Provided text

※ ※ ※

Adult length: most are less than ¾ inch. Males are usually smaller, often two-thirds the length of females.
Statewide. Different species have different ranges.
Habitat and Conservation
Pygmy grasshoppers are usually associated with river, creek, pond, and lake edges, or in wetlands or other damp areas. Some species are even genuinely semiaquatic: they will jump into water and swim beneath the surface to escape danger — some species even have expanded hind tibias (shinlike segments) that make it easier for them to swim underwater. Pygmy grasshoppers may even lay their eggs in water.
Meanwhile, there are several species of pygmy grasshoppers that are not tied to near-aquatic habitats; these species may be found in a wide variety of drier, upland habitats.
Keep habitat in mind, since it can help you identify the various species of pygmy grasshoppers.
As with most other grasshoppers, pygmy grasshoppers usually eat plant materials. Since so many species live along streams, this group typically eats small plants that grow near water, including algae, roots exposed along stream banks, and mosses, plus fungi and mucky organic materials.
Although most of our grasshoppers die when they are frozen in the fall, with their eggs overwintering, pygmy grasshoppers usually overwinter in the adult stage. This means that full-grown adults can become active as soon as it warms up in spring and typically breed in late spring. Look for breeding groups of pygmy grasshoppers along pond edges. Pygmy grasshoppers are some of the earliest grasshoppers to be seen in spring, and some of the last to be seen in fall. You may even see them on warm days in winter. In some species, the lifespan may exceed two years.
With pygmy grasshoppers, like many other insects, coloration is often not the best character for making identifications. It’s a lot like identifying vehicle makes and models, where the color of the paint doesn’t help much. Instead, you note the shape and contouring of various body panels (body segments) and the configuration of the headlights (eyes), grille (mouthparts), or taillights (reproductive structures). And just as car aficionados have specialized names for car body parts (front fender, quarter panel, rocker panel, wheel house), entomologists streamline their descriptions with precise terms for insect body parts.
Riparian (streamside) habitats are fascinating ecological zones hosting a wide array of plants and animals specialized for living at the intersection of land and water. Biologists point out that riparian and other transitional habitats are usually exceptionally rich in numbers of species. In addition to the many riparian specialists, many land animals are drawn to streams for water, shade, and food, and many aquatic animals are drawn to the margins of streams to rest among plants and rocks and to look for food.
Globally, there are more than 1,600 species in the pygmy grasshopper family. They are most diverse in tropical forests, where many species live in tree canopies eating lichens and mosses or else live in the floor of the forest.
Toad bugs, which live in the same types of streamside habitats as pygmy grasshoppers, often prey on pygmy grasshoppers.

※ ※ ※

Input data
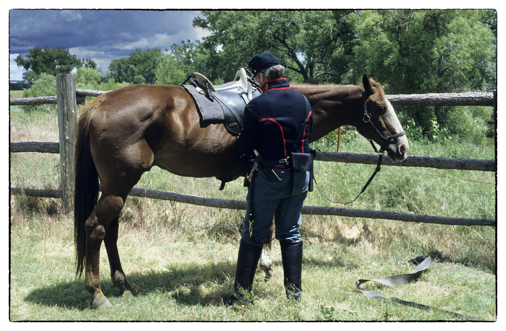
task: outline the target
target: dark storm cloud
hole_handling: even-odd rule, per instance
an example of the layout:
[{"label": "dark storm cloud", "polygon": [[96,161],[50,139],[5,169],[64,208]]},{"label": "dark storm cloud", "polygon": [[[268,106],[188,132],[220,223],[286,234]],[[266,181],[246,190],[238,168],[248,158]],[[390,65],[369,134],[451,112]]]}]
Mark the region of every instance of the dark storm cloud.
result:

※ ※ ※

Activity
Reproduce, word for word, the portion of the pygmy grasshopper text starting with "Meanwhile, there are" and going on through "drier, upland habitats.".

Exercise result
Meanwhile, there are several species of pygmy grasshoppers that are not tied to near-aquatic habitats; these species may be found in a wide variety of drier, upland habitats.